### Given records:

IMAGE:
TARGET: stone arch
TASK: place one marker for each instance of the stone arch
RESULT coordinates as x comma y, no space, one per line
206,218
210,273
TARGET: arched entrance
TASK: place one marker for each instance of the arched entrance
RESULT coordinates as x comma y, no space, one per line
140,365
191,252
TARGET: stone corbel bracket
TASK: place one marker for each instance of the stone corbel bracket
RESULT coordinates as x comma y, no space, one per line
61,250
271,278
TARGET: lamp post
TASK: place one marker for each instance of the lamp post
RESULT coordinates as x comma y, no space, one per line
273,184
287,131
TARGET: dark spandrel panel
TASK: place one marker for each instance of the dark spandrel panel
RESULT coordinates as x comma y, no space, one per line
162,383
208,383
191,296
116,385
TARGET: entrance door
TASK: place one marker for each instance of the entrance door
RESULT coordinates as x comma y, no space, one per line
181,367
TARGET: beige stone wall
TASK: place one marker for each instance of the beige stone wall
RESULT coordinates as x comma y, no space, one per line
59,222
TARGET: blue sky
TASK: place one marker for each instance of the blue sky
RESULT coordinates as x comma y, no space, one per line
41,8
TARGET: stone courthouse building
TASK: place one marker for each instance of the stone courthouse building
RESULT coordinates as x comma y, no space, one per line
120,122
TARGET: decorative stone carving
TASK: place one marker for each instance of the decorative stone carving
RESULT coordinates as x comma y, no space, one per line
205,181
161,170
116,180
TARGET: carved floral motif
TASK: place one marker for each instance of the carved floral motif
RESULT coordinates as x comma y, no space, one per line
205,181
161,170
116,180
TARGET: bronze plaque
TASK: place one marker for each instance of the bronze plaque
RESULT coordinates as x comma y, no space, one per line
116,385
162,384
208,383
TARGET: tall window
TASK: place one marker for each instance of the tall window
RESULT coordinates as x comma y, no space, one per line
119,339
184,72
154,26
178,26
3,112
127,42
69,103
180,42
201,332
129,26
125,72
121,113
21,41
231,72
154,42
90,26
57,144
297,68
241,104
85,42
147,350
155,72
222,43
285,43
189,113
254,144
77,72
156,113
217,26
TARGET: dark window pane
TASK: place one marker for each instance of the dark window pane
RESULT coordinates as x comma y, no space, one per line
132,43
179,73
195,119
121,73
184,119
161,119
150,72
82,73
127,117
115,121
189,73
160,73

### What is needed:
Every line above holding the string "dark" should be listed.

### Exercise answer:
TARGET: dark spandrel panel
TASK: place one marker for each instance of the dark spandrel panel
TARGET: dark window pane
TASK: place one marker for each instance of the dark window pane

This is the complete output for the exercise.